Items listed in a dataset
####################

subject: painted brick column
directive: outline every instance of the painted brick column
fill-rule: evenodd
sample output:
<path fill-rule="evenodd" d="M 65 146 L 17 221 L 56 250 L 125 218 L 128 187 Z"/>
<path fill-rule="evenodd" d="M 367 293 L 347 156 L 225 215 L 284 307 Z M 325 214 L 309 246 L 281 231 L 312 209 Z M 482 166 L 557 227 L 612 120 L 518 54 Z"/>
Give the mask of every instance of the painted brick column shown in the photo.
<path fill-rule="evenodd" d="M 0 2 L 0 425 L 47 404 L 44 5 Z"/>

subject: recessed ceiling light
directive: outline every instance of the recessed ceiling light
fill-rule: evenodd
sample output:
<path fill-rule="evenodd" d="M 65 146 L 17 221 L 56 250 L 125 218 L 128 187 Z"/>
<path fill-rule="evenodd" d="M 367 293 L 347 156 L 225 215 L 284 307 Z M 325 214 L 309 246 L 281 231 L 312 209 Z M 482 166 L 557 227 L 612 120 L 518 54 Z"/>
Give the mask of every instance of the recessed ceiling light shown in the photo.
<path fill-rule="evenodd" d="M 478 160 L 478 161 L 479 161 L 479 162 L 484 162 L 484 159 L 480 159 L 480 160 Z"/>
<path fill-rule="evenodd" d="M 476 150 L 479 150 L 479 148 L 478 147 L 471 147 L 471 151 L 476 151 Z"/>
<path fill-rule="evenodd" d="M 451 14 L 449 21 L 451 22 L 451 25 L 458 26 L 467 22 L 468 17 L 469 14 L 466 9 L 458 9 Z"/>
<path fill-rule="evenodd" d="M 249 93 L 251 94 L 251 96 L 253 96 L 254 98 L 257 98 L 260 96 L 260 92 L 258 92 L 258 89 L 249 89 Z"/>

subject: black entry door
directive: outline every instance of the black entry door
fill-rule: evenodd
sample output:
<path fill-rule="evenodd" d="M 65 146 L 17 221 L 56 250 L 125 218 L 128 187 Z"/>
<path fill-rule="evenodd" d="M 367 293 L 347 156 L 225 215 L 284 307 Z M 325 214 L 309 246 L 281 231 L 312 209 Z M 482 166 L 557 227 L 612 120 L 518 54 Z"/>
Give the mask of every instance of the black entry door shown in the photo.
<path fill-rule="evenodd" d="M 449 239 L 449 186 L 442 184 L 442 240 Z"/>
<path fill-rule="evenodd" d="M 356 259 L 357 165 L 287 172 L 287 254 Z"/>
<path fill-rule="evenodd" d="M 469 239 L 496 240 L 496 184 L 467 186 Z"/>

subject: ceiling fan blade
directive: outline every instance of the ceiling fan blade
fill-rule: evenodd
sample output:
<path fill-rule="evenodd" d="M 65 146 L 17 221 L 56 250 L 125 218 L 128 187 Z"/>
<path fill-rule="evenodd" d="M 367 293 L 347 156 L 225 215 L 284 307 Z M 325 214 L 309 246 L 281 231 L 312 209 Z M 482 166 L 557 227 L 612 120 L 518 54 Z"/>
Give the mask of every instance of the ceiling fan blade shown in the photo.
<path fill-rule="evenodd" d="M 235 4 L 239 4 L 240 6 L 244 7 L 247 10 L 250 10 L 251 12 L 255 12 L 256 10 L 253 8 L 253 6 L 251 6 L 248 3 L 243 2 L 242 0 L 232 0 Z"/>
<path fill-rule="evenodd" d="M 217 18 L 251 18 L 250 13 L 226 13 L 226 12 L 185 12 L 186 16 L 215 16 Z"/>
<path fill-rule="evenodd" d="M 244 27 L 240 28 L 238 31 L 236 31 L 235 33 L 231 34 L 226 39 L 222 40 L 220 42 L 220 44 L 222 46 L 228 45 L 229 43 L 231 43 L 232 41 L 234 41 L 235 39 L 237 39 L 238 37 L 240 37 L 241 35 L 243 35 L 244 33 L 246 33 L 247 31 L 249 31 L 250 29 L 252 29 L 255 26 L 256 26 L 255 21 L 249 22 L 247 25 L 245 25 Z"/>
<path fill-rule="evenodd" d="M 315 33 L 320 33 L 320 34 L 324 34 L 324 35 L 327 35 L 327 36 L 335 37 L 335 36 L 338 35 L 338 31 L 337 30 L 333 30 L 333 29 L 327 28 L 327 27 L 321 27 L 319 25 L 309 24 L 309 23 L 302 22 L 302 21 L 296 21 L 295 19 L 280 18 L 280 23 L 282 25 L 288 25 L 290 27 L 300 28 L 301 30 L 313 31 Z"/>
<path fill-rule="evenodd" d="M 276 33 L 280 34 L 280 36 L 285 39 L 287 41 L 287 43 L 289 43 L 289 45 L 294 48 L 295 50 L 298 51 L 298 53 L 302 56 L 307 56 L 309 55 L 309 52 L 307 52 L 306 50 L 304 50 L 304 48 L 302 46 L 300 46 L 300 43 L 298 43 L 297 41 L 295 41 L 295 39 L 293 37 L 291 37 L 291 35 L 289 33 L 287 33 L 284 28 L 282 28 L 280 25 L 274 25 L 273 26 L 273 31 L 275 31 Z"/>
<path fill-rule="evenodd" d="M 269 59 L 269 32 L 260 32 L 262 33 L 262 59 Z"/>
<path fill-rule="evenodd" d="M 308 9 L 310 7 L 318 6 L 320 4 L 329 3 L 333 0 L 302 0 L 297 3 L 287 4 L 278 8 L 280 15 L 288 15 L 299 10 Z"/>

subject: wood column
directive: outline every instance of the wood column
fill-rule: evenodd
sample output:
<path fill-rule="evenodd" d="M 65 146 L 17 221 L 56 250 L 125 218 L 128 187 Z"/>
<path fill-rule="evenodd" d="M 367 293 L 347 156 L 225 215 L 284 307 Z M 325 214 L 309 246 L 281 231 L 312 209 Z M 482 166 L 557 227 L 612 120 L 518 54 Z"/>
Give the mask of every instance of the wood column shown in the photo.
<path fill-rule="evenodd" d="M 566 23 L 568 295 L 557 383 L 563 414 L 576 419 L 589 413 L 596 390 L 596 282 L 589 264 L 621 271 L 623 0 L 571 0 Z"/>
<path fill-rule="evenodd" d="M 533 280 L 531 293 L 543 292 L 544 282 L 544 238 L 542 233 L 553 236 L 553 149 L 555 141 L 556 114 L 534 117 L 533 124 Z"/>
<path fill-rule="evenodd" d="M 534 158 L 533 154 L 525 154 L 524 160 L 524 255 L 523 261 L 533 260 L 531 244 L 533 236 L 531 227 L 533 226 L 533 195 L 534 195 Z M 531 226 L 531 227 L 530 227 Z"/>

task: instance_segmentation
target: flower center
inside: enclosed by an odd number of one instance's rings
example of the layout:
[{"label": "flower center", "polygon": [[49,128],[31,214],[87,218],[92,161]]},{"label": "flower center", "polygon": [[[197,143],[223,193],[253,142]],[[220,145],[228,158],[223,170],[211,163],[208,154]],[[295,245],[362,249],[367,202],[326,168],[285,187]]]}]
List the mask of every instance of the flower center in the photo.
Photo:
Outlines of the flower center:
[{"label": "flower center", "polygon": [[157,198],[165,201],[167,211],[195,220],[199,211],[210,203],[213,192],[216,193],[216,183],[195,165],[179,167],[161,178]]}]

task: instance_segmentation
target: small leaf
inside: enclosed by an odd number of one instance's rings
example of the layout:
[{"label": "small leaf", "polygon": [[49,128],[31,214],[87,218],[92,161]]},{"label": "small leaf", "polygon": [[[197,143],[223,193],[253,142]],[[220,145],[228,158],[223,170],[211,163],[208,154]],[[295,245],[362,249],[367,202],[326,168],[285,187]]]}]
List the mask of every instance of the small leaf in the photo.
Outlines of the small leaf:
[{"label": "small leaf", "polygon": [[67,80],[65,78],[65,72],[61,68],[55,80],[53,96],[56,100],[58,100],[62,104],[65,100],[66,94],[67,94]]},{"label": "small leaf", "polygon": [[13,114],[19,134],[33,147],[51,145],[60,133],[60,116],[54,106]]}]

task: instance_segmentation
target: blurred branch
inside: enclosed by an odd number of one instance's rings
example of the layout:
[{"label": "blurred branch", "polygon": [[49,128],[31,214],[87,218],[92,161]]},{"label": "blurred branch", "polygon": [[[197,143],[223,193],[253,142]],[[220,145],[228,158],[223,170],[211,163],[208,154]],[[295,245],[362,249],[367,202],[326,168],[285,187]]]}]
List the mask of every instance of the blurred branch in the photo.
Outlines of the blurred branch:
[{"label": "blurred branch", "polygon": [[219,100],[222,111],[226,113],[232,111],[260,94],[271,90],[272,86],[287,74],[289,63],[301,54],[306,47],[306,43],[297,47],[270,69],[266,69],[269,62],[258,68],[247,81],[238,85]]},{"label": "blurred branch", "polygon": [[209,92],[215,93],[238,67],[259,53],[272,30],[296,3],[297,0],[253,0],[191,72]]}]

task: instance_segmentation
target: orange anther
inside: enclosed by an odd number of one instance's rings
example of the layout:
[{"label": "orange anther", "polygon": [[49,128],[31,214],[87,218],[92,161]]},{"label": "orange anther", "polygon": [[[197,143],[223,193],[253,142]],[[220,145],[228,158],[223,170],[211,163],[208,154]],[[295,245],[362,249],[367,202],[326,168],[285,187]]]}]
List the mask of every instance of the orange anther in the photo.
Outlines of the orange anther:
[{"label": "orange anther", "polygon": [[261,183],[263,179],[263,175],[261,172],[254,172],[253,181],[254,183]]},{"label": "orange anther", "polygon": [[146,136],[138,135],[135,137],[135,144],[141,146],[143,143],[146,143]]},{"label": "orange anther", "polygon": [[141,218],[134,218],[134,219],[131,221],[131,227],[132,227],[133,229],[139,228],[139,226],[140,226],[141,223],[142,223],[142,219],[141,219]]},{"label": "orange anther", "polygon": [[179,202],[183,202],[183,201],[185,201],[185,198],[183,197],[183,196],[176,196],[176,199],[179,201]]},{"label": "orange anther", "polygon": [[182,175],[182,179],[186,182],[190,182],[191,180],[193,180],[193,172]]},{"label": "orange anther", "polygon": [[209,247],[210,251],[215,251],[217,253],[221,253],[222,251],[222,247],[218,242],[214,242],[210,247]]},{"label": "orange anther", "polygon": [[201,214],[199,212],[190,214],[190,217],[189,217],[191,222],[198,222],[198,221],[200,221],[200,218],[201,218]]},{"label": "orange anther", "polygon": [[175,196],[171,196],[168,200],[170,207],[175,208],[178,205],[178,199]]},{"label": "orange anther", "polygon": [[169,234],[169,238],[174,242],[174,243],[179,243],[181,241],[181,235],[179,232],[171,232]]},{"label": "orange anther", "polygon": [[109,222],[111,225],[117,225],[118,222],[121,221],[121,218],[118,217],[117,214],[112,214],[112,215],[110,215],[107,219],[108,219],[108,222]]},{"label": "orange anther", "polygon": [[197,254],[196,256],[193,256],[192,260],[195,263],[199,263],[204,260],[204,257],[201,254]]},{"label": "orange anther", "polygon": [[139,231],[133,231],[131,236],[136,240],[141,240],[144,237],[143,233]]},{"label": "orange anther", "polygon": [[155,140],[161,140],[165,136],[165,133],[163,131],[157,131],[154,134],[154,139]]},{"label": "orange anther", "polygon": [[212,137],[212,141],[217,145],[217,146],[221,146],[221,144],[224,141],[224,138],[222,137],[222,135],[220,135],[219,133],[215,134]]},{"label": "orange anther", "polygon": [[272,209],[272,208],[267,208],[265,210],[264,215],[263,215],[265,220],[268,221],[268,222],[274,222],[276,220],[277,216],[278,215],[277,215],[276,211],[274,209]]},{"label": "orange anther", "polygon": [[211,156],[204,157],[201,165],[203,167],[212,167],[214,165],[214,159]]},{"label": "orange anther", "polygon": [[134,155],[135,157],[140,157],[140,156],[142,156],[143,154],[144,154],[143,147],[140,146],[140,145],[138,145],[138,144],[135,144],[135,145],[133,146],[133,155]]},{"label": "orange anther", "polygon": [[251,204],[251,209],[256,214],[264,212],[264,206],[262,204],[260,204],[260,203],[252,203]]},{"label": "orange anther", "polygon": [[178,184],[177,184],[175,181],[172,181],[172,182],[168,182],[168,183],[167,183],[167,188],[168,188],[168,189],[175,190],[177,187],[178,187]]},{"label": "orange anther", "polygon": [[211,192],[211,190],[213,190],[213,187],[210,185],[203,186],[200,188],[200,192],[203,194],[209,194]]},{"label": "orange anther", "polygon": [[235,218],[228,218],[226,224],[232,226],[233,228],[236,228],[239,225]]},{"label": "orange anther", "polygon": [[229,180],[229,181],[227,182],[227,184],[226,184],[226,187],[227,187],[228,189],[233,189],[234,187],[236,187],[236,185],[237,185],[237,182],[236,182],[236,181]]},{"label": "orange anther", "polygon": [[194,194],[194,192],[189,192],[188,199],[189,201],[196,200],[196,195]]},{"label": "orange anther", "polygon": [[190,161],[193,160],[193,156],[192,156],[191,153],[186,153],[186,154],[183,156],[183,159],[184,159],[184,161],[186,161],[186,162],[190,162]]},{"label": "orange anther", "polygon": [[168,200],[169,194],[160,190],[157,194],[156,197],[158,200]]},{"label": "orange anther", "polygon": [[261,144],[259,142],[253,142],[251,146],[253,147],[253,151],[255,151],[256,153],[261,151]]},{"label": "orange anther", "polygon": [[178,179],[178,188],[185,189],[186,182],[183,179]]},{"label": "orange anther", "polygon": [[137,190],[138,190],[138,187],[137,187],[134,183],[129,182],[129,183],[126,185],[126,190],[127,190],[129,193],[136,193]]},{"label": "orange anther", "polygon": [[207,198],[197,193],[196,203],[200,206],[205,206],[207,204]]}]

####################

Task brief:
Retype, exactly and in full, the lines above from the one containing "target: small leaf" through the one containing "List the mask of every instance of the small".

Response to the task:
target: small leaf
inside: enclosed by an odd number of one instance's rings
example of the layout:
[{"label": "small leaf", "polygon": [[49,128],[31,214],[87,218],[92,161]]},{"label": "small leaf", "polygon": [[[197,143],[223,193],[253,142]],[[220,145],[228,158],[223,170],[211,163],[208,154]],[[295,245],[362,249],[367,202],[326,168],[285,187]]]}]
List the mask of every instance of the small leaf in the photo.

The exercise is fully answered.